- Page excerpt:
+++

# Business Class Pacific Surfliner



## shutterbug (Jul 19, 2011)

Is it worth traveling business class (the extra $15) on the Pacific Surfliner from LA to San Diego? It will only be a one-way ticket and I'll be traveling in the morning on a Thursday. 

Also, is there a difference between 768, 566, or 572?


----------



## MrEd (Jul 19, 2011)

I have done this business class before, but it was not worth it for me - not a good value.


----------



## wkaemena (Jul 19, 2011)

MrEd said:


> I have done this business class before, but it was not worth it for me - not a good value.



I did once San Diego - LA. It was quite comfortable with coffee and some cookies included. see a 360º panorama here:

http://www.360cities.net/profile/willy-kaemena/image/amtrak-surfliner-san-diego-los-angeles-usa#223.86,0.90,75.0


----------



## Trogdor (Jul 19, 2011)

shutterbug said:


> is there a difference between 768, 566, or 572?


Yes. Their times.


----------



## hmy1 (Jul 19, 2011)

Most people would not consider business class to be worth it on the Pacific Surfliner. The business class car is nearly identical to the regular coach cars. You'll get a complimentary drink, light snack, coffee, and maybe a newspaper. That's about it.

+++

- Raw records:
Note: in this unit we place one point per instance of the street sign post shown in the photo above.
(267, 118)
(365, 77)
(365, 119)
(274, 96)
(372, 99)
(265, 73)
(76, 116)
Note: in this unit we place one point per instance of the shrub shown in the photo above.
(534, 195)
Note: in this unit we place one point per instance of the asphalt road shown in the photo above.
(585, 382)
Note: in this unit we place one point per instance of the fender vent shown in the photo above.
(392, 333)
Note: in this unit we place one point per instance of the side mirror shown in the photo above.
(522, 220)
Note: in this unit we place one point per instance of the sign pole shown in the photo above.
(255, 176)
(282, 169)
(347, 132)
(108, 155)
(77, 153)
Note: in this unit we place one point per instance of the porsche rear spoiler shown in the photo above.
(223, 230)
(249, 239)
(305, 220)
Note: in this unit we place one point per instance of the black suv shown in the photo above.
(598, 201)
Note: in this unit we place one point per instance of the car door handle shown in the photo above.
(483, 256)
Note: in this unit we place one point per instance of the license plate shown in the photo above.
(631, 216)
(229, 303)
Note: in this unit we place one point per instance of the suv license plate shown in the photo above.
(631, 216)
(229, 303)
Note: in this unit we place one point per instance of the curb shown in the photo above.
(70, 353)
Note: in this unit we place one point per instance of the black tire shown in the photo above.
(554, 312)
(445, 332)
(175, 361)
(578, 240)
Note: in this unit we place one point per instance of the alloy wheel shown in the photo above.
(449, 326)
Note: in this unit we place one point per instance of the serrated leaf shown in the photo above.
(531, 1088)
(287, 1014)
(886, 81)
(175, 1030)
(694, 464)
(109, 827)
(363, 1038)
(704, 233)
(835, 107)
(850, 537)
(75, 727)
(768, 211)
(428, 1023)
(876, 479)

+++

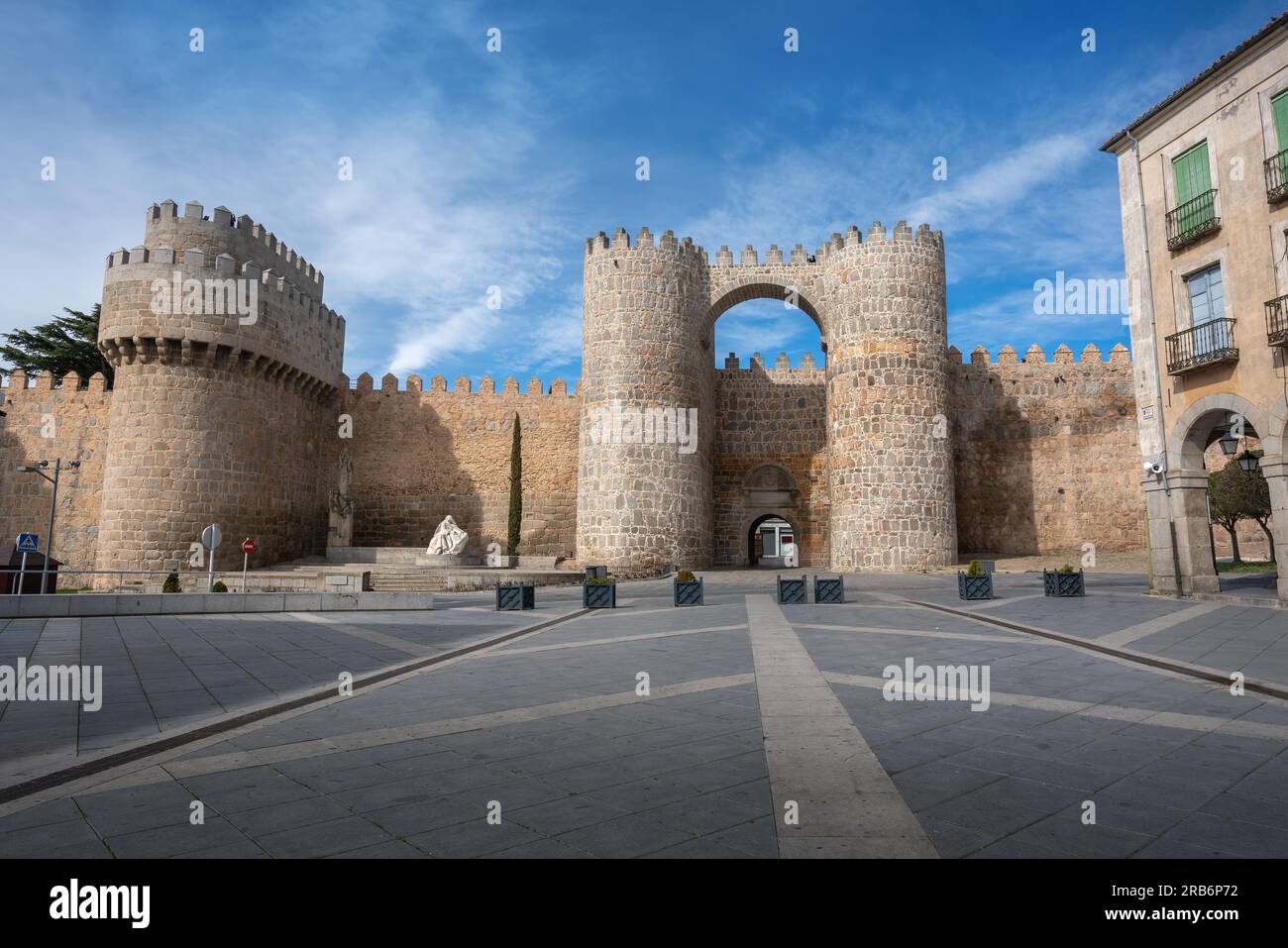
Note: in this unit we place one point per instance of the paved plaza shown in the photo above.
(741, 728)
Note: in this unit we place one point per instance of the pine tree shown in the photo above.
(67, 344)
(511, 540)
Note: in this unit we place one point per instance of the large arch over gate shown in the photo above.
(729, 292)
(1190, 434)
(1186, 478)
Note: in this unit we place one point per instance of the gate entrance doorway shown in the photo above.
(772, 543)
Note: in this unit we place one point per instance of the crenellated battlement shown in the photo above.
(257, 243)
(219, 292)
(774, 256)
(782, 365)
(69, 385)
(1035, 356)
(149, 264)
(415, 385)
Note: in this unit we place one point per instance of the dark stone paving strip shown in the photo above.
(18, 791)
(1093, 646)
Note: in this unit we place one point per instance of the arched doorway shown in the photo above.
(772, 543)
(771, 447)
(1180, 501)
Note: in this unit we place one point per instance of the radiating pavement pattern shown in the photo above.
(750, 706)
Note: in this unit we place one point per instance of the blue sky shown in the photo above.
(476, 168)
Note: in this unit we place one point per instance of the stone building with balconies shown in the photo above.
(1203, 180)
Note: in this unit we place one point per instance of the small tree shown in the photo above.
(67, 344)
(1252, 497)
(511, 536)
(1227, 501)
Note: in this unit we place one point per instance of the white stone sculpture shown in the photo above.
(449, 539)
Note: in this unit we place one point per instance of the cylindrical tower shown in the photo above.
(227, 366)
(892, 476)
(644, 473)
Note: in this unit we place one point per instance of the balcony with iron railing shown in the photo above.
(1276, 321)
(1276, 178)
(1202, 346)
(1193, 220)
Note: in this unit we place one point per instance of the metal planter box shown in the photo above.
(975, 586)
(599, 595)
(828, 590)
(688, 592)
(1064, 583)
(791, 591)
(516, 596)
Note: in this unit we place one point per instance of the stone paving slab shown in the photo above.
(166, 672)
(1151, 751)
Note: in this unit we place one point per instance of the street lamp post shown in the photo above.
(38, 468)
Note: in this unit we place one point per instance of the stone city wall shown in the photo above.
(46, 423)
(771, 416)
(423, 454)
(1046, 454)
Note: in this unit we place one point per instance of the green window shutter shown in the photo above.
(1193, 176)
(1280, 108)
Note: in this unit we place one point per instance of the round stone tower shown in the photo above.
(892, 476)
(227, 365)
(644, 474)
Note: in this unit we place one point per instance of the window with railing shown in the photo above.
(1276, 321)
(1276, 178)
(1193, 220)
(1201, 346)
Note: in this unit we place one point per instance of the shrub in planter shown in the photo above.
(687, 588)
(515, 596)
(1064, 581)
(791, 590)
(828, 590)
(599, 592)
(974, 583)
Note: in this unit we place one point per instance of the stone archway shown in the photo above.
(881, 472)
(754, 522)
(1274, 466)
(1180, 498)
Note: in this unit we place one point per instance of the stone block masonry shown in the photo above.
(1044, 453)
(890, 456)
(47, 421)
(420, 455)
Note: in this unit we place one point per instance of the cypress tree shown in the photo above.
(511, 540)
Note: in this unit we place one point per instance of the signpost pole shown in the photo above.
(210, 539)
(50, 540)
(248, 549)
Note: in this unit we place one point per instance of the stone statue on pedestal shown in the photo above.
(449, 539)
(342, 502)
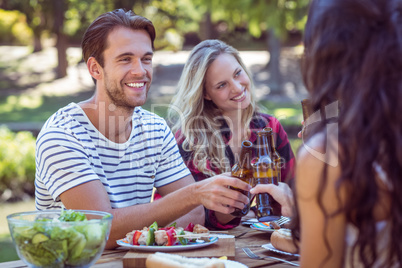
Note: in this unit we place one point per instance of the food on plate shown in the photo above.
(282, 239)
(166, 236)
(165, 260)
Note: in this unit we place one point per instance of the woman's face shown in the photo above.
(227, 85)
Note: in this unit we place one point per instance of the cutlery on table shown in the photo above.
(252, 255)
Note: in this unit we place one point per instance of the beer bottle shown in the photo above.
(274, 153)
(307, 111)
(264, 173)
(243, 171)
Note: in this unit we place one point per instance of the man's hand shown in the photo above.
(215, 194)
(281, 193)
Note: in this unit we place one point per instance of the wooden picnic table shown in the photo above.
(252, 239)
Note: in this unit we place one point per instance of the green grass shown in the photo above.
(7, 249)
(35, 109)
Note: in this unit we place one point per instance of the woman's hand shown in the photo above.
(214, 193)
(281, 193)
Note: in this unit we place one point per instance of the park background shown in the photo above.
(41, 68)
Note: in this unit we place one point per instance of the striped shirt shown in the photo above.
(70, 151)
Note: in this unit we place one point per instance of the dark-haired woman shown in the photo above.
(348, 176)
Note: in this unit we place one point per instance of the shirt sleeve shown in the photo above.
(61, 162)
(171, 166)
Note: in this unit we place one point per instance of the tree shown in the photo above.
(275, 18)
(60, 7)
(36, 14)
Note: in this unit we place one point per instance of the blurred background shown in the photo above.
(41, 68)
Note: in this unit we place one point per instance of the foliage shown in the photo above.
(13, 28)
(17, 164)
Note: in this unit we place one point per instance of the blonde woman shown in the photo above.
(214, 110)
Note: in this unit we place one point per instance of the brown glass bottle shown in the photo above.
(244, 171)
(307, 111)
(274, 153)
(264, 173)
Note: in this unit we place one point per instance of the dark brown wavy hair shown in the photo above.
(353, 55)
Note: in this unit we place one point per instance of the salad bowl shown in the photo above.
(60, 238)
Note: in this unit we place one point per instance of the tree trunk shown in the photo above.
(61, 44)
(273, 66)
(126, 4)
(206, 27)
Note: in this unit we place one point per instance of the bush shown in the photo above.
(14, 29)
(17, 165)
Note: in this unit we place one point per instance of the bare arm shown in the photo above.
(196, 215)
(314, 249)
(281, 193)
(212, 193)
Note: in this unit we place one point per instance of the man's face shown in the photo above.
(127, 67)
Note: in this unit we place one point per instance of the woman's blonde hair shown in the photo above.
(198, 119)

+++

- Exercises to complete:
a) In the Pacific Surfliner thread, reproduce everything between "Yes. Their times." and "That's about it.", inclusive, swapping "complimentary" for "free".
b) Carry on the Pacific Surfliner business class thread from its last post.

- Expected answers:
a)
Yes. Their times.


----------



## hmy1 (Jul 19, 2011)

Most people would not consider business class to be worth it on the Pacific Surfliner. The business class car is nearly identical to the regular coach cars. You'll get a free drink, light snack, coffee, and maybe a newspaper. That's about it.

b)
They don't oversell business class, so the only reason I'd consider the fare upgrade is if I'd be boarding at a station where I knew it was standing room only. However, because the tickets are reserved for a specific train, you can't use your tickets for a different train like a regular coach ticket (in case you get to the station early or miss your original train). Also, you don't get a specific seat reservation. But since most people don't splurge for business class, you may find that car to be pleasant if it's lightly loaded and quiet.

There isn't much difference between trains 566, 768, and 572 except for there might be more people on 768 since that train originates in Goleta.


----------



## shutterbug (Jul 19, 2011)

I have never traveled by train before, so I am ignorant of these facts and details.

So it's really just a personal choice, because really there isn't much different between business and coach, I'm guessing?. What are the chances that it would be standing room only? Also, can I upgrade at the station (LAX)?

Thanks for the other replies as well!


----------



## johnny.menhennet (Jul 19, 2011)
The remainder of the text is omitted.